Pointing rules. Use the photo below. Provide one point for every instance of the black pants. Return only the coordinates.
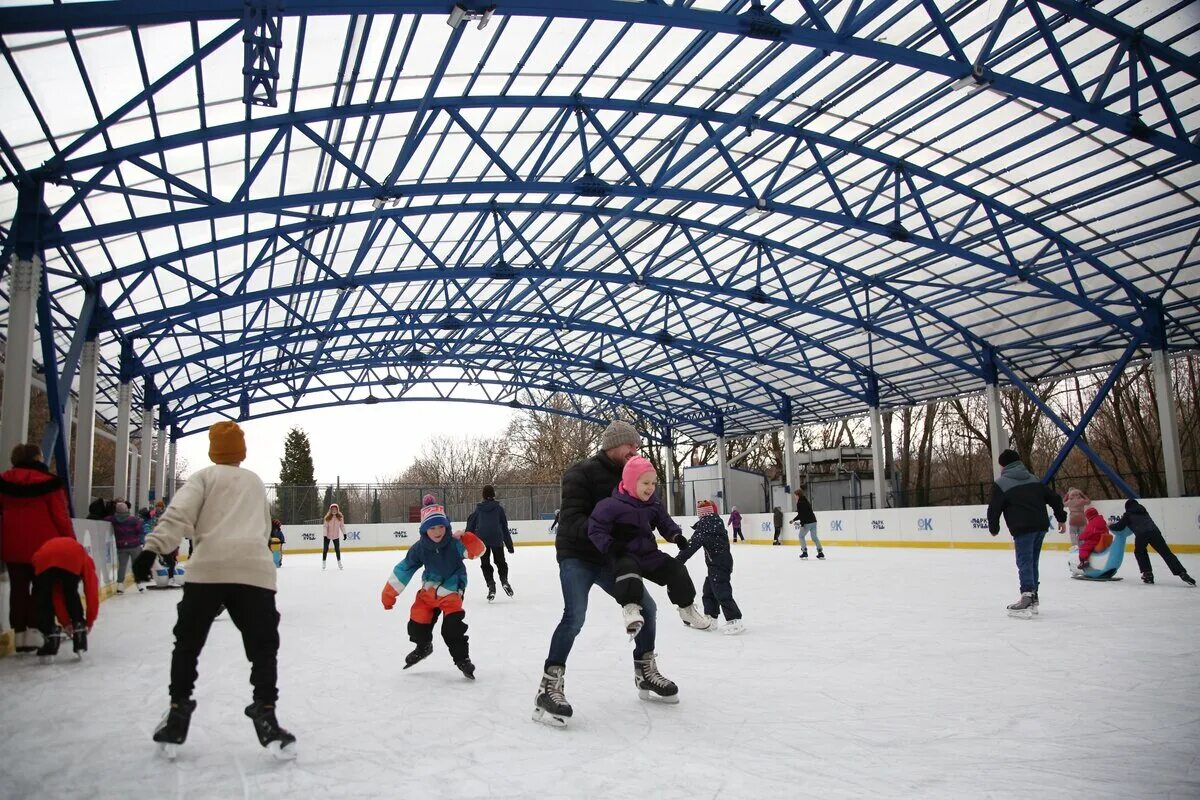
(719, 595)
(502, 566)
(1141, 541)
(252, 609)
(337, 548)
(43, 599)
(671, 575)
(21, 596)
(454, 633)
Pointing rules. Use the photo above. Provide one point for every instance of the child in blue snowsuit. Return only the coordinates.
(443, 583)
(718, 588)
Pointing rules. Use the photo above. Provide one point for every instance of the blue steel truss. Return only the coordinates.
(718, 215)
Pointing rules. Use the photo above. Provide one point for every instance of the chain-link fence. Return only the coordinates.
(365, 503)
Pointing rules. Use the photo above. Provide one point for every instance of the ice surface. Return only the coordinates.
(875, 673)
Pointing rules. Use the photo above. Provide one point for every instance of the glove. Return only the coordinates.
(142, 565)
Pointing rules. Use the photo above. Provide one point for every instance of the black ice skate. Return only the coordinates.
(1025, 607)
(651, 683)
(419, 653)
(172, 732)
(466, 667)
(550, 704)
(279, 741)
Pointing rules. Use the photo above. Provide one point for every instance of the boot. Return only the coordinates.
(651, 683)
(279, 741)
(550, 704)
(172, 732)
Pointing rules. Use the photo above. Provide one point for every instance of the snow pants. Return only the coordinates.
(252, 609)
(424, 615)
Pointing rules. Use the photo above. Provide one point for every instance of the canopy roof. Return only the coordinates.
(723, 216)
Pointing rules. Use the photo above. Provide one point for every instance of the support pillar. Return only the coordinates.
(147, 457)
(18, 364)
(1168, 422)
(881, 498)
(161, 462)
(121, 468)
(85, 428)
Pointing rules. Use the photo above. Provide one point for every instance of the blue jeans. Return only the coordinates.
(1029, 551)
(577, 578)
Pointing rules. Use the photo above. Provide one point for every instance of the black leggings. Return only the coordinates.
(670, 573)
(252, 609)
(337, 548)
(43, 599)
(502, 566)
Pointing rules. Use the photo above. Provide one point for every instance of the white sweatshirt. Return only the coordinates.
(223, 510)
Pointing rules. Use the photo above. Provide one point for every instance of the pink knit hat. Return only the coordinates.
(635, 468)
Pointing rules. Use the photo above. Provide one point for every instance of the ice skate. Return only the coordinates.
(550, 704)
(651, 684)
(733, 627)
(279, 743)
(694, 618)
(419, 653)
(634, 620)
(1024, 607)
(172, 732)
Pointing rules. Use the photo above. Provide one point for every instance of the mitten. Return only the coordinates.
(143, 564)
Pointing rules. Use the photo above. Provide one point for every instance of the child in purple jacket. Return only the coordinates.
(622, 527)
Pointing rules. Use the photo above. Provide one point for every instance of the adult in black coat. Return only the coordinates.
(1146, 534)
(582, 566)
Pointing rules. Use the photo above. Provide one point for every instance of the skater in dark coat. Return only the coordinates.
(1146, 534)
(709, 534)
(490, 523)
(1023, 499)
(622, 527)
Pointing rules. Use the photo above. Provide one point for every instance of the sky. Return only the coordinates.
(360, 444)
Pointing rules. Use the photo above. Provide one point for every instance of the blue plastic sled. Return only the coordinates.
(1104, 564)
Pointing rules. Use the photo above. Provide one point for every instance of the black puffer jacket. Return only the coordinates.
(585, 485)
(1023, 500)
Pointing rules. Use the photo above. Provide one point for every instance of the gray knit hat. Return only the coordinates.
(619, 433)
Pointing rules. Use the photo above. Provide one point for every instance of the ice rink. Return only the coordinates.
(877, 673)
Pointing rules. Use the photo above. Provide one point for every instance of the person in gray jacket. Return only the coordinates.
(491, 524)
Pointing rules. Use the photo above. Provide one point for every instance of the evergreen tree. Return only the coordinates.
(297, 497)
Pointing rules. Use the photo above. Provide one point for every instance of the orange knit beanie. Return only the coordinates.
(227, 444)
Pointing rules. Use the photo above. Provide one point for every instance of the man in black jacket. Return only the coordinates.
(581, 566)
(1021, 498)
(1146, 534)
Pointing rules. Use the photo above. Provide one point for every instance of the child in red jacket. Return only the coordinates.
(58, 567)
(1092, 539)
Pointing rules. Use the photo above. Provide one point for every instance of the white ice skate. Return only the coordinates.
(634, 620)
(695, 618)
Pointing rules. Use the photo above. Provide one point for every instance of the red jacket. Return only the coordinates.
(34, 509)
(1090, 541)
(69, 554)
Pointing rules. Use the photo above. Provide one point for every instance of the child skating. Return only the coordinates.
(709, 534)
(225, 510)
(622, 528)
(443, 584)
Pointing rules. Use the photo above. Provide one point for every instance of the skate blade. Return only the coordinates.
(547, 719)
(666, 699)
(282, 752)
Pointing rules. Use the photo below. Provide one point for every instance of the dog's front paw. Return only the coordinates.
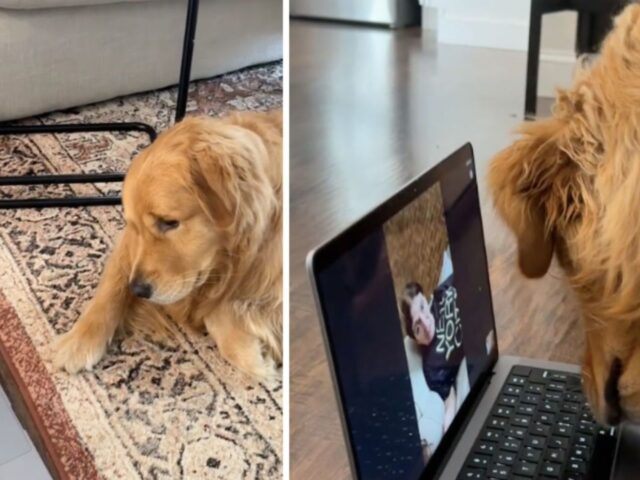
(78, 349)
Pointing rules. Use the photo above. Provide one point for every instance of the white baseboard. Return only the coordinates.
(556, 66)
(507, 34)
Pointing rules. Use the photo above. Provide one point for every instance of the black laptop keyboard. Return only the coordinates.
(540, 427)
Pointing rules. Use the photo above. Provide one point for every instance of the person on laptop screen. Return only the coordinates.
(434, 326)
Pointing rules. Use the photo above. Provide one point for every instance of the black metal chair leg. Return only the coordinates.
(181, 105)
(187, 58)
(533, 61)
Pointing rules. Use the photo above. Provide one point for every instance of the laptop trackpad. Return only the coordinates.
(627, 463)
(13, 441)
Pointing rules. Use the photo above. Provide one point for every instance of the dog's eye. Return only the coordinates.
(165, 225)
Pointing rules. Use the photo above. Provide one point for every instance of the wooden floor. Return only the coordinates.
(370, 109)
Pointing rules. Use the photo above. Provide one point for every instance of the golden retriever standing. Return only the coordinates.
(202, 244)
(571, 185)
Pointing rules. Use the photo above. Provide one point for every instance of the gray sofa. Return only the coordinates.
(55, 54)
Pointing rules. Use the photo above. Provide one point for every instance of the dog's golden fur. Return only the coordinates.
(571, 185)
(203, 206)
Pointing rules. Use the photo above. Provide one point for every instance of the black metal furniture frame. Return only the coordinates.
(181, 106)
(594, 21)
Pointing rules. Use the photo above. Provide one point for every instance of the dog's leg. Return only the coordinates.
(237, 345)
(85, 344)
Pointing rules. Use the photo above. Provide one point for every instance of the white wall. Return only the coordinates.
(504, 24)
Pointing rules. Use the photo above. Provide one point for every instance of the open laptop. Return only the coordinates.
(404, 299)
(19, 459)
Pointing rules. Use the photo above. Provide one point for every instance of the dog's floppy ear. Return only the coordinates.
(521, 181)
(212, 182)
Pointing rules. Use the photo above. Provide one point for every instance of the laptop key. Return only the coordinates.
(562, 431)
(487, 448)
(558, 377)
(536, 442)
(491, 435)
(559, 442)
(577, 467)
(505, 412)
(551, 470)
(583, 441)
(512, 390)
(508, 401)
(545, 419)
(521, 370)
(573, 476)
(531, 398)
(579, 453)
(479, 461)
(587, 429)
(534, 388)
(541, 430)
(498, 423)
(567, 418)
(505, 458)
(521, 421)
(531, 455)
(472, 474)
(549, 407)
(526, 409)
(516, 380)
(557, 456)
(499, 472)
(556, 387)
(570, 408)
(526, 469)
(553, 396)
(510, 445)
(516, 432)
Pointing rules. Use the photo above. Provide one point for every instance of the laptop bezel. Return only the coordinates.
(324, 255)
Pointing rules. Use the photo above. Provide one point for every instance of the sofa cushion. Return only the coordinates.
(36, 4)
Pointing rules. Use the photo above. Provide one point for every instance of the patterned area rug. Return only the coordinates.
(149, 410)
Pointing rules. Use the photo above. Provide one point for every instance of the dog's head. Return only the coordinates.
(193, 201)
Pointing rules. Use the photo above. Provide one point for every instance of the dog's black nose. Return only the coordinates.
(141, 289)
(612, 394)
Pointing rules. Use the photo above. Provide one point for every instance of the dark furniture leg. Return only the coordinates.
(533, 60)
(8, 129)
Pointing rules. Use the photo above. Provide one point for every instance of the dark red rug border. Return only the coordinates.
(68, 444)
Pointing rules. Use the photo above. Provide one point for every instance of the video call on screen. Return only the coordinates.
(408, 314)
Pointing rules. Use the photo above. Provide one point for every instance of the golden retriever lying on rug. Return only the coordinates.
(571, 185)
(202, 245)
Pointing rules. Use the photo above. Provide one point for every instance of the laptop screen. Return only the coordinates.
(408, 319)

### EXERCISE AIM
Starting from the line that contains "on rug. Return only the coordinates.", transcribe each line to the end of the records above. Please add nothing.

### OUTPUT FOR THIS TASK
Pointing rules. Use the photo above. Provide one point for every instance of the golden retriever lying on rug. Return only the coordinates.
(571, 185)
(202, 245)
Pointing rules. Use the photo above. Provide one point for every instance of the laptop screen. Return only the coordinates.
(408, 319)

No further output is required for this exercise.